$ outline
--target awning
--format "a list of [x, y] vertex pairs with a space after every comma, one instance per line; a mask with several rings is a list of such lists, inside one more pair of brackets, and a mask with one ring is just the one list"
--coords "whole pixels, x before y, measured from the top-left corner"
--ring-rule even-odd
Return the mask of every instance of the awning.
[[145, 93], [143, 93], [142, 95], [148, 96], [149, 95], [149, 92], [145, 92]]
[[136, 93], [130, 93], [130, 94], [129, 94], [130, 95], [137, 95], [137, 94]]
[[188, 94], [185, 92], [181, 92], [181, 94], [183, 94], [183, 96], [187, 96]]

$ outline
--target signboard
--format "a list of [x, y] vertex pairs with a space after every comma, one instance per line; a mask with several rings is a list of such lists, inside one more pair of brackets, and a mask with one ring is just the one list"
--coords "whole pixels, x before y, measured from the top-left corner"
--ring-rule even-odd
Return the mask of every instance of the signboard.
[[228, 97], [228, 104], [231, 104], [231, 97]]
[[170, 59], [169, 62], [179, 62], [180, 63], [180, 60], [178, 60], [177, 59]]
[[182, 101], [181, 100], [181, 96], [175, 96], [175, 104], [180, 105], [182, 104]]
▬▬▬
◆ **WHAT YOU ARE ASKED TO DO**: Convert the listing above into a JSON list of strings with one string for each line, skipping any blank lines.

◆ **RESPONSE TO THE TASK**:
[
  "$ outline",
  "--target awning",
  "--format \"a list of [x, y] vertex pairs with a space after every comma, one instance per line; a mask with several rings is a list of such lists, inside one more pair of brackets, and a mask with one ring is just the one list\"",
  "--coords \"whole pixels, x before y, measured from the top-left corner\"",
  "--ring-rule even-odd",
  "Return the mask of every instance of the awning.",
  "[[145, 93], [143, 93], [142, 95], [148, 96], [149, 95], [149, 92], [145, 92]]",
  "[[136, 93], [130, 93], [130, 94], [129, 94], [130, 95], [137, 95], [137, 94]]",
  "[[188, 94], [185, 92], [181, 92], [181, 94], [183, 94], [183, 96], [187, 96]]",
  "$ outline",
  "--target signboard",
  "--format \"a list of [x, y] vertex pairs with a space after every comma, one instance per line; a mask with several rings is a list of such lists, inside one more pair of brackets, and a mask with one ring is just the one list\"",
  "--coords \"whole pixels, x before y, measured from the top-left corner\"",
  "--ring-rule even-odd",
  "Return the mask of every instance of the signboard.",
  "[[228, 97], [228, 104], [231, 104], [231, 97]]",
  "[[170, 59], [169, 62], [179, 62], [180, 63], [180, 60], [178, 60], [177, 59]]",
  "[[182, 101], [181, 100], [181, 96], [175, 96], [175, 104], [180, 105], [182, 104]]"
]